*** ENTRIES PROVIDED
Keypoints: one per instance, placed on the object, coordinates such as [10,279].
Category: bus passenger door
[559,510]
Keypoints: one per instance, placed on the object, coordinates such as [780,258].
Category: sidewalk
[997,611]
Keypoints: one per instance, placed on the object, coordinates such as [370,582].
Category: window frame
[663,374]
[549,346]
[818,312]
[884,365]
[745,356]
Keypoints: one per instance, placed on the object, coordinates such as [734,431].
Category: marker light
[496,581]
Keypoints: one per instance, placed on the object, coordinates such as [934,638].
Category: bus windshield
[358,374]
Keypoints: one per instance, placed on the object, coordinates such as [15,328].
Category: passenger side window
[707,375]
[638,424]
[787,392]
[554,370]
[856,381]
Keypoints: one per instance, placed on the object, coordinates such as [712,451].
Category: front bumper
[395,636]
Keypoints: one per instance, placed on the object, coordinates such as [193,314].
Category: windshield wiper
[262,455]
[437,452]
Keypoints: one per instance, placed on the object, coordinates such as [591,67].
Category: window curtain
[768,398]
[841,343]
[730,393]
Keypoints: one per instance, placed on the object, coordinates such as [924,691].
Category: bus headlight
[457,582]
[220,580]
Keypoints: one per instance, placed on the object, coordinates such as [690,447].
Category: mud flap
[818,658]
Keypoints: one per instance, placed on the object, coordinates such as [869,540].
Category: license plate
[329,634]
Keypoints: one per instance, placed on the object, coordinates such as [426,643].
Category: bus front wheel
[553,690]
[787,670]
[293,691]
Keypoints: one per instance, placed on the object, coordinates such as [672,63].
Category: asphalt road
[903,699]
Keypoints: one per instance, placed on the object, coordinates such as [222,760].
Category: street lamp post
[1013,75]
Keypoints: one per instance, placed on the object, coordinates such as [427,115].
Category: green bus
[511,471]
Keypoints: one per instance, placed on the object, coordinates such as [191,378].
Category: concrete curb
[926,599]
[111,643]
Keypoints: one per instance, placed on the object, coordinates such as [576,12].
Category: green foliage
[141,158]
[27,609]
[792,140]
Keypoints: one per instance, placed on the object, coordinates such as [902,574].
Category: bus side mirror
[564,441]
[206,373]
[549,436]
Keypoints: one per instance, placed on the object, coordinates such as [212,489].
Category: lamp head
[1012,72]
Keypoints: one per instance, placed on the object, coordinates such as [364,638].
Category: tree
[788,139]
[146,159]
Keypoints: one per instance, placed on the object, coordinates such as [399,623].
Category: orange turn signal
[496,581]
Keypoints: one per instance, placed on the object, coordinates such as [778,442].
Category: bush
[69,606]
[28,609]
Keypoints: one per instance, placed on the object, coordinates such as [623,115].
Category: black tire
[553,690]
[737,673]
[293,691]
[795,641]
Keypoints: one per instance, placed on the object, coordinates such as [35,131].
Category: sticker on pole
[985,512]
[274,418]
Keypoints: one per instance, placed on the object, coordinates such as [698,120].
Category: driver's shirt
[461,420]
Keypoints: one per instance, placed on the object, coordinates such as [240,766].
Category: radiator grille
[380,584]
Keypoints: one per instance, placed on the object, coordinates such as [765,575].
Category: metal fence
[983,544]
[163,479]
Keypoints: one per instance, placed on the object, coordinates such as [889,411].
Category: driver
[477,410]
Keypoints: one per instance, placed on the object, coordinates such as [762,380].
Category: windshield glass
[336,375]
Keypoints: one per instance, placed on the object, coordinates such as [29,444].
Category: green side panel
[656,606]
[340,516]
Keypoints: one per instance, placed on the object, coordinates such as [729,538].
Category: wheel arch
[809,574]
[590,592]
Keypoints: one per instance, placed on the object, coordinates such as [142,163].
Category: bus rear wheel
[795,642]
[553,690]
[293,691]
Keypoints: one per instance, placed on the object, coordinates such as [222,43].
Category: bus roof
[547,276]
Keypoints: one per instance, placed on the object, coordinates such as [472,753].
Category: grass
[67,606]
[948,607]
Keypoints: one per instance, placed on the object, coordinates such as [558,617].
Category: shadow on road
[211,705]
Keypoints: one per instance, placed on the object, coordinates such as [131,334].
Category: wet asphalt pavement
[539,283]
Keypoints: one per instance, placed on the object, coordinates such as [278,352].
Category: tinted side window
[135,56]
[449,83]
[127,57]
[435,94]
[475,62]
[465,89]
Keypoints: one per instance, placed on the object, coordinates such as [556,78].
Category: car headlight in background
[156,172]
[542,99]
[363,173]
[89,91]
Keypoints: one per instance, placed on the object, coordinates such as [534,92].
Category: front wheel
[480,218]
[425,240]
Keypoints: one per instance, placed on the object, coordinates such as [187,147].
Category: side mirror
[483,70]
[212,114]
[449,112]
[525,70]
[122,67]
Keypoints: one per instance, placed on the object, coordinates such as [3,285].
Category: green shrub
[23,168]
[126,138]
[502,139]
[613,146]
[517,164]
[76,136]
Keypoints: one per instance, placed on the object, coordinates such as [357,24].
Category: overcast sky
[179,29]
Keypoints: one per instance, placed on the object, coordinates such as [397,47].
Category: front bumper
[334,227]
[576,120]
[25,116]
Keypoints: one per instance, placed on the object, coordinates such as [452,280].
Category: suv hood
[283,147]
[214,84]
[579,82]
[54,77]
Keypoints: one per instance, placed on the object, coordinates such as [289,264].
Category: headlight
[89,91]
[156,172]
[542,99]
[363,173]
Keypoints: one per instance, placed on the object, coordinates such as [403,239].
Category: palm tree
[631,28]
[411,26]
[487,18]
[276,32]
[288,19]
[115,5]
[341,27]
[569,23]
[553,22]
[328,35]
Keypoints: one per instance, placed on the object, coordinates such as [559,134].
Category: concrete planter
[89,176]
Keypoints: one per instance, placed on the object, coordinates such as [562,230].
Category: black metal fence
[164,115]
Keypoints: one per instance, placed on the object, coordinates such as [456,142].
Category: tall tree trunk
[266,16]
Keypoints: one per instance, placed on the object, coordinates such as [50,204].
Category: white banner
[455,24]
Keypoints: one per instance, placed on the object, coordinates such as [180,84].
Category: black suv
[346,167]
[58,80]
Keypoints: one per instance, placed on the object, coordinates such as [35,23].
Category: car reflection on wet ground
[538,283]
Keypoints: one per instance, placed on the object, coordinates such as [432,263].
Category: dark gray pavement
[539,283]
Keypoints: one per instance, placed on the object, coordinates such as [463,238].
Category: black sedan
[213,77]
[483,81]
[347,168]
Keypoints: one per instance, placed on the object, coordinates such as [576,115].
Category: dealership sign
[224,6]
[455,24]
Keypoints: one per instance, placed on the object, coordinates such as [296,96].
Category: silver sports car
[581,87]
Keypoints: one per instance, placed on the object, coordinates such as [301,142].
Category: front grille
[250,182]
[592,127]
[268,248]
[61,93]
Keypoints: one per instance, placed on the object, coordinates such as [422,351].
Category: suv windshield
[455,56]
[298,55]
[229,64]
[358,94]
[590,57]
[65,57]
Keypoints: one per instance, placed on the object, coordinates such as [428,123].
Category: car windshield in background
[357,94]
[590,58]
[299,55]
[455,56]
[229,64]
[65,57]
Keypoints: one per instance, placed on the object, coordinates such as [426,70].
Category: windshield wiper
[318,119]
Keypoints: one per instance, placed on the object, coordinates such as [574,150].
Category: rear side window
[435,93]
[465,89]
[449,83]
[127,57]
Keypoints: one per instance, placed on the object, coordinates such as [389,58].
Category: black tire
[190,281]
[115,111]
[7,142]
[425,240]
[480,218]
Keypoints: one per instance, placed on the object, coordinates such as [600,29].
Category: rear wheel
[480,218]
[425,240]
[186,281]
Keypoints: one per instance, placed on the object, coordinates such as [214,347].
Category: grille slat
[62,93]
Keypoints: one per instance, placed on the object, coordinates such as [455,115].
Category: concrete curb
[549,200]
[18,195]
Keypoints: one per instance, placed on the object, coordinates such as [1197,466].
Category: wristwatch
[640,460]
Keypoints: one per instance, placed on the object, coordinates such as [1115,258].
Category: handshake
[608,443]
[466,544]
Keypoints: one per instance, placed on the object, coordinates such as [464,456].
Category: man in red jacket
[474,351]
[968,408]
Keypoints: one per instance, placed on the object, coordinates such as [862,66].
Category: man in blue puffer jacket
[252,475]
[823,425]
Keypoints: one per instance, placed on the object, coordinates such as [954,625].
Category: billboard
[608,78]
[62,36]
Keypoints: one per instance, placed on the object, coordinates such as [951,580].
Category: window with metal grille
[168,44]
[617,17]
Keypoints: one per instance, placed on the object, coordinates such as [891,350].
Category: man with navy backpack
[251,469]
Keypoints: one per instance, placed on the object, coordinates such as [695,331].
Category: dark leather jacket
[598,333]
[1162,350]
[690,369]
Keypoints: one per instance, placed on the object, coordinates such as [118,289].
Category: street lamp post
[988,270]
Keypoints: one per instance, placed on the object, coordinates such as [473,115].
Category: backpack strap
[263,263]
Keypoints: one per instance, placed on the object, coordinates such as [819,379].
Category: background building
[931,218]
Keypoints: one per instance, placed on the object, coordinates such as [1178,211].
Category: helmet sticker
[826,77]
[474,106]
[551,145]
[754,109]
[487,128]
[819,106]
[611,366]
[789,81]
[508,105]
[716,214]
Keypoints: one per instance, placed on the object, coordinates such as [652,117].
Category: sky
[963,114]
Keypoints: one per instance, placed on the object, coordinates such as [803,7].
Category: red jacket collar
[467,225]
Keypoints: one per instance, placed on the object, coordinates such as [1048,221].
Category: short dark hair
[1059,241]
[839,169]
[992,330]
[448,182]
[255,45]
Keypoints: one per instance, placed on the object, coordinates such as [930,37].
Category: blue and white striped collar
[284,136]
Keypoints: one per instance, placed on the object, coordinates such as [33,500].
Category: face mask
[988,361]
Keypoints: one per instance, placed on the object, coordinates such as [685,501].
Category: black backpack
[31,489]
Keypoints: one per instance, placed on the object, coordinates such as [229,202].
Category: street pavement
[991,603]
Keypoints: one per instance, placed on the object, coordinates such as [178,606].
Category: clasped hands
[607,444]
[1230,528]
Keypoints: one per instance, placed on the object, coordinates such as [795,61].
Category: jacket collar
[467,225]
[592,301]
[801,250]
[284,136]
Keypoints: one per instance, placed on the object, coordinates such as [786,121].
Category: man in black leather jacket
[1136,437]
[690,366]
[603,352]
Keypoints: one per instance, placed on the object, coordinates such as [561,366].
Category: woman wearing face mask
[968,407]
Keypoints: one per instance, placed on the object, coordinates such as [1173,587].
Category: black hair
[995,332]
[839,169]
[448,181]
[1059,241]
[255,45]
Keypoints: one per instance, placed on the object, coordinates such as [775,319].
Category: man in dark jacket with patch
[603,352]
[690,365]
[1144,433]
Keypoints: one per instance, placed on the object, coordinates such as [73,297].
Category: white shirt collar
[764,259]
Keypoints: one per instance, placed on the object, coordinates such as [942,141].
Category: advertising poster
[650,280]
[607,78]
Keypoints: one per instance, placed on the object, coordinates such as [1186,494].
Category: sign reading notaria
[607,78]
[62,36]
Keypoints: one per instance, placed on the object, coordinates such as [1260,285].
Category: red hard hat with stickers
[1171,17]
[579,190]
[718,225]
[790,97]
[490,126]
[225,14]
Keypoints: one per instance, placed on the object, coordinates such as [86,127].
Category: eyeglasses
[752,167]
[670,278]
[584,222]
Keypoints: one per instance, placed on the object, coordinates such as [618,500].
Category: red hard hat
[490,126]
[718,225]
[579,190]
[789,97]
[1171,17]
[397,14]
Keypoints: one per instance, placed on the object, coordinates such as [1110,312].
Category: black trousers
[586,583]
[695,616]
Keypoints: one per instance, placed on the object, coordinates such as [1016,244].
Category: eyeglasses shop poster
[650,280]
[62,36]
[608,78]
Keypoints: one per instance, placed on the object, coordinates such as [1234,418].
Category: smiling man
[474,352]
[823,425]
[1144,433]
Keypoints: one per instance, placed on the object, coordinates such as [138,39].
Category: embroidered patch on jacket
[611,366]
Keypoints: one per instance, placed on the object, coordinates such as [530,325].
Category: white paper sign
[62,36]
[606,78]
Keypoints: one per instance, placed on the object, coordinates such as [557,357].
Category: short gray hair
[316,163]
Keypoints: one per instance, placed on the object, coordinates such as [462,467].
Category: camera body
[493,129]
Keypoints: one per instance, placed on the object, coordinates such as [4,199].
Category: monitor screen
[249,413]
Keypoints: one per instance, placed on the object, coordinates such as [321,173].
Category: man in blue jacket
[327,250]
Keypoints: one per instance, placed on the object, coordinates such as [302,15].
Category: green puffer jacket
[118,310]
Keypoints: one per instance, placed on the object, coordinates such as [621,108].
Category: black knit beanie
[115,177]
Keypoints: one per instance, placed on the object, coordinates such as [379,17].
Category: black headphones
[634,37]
******
> _WHAT IS NEEDED_: Starting at the line that contains "such as [621,108]." and stopping after the last line of the entries, lay out those lines as a Markdown table with the columns Row and Line. Number each row and leave out any blank lines.

> _OUTPUT OF THE EXERCISE_:
| Row | Line |
|---|---|
| 1 | Keypoints: one per instance, placed on the object, coordinates such as [621,108]. |
| 2 | Category: black knit beanie |
| 3 | [115,177] |
| 4 | Keypoints: one per instance, placed on the object, coordinates such as [379,17]. |
| 5 | Category: black headphones |
| 6 | [634,37] |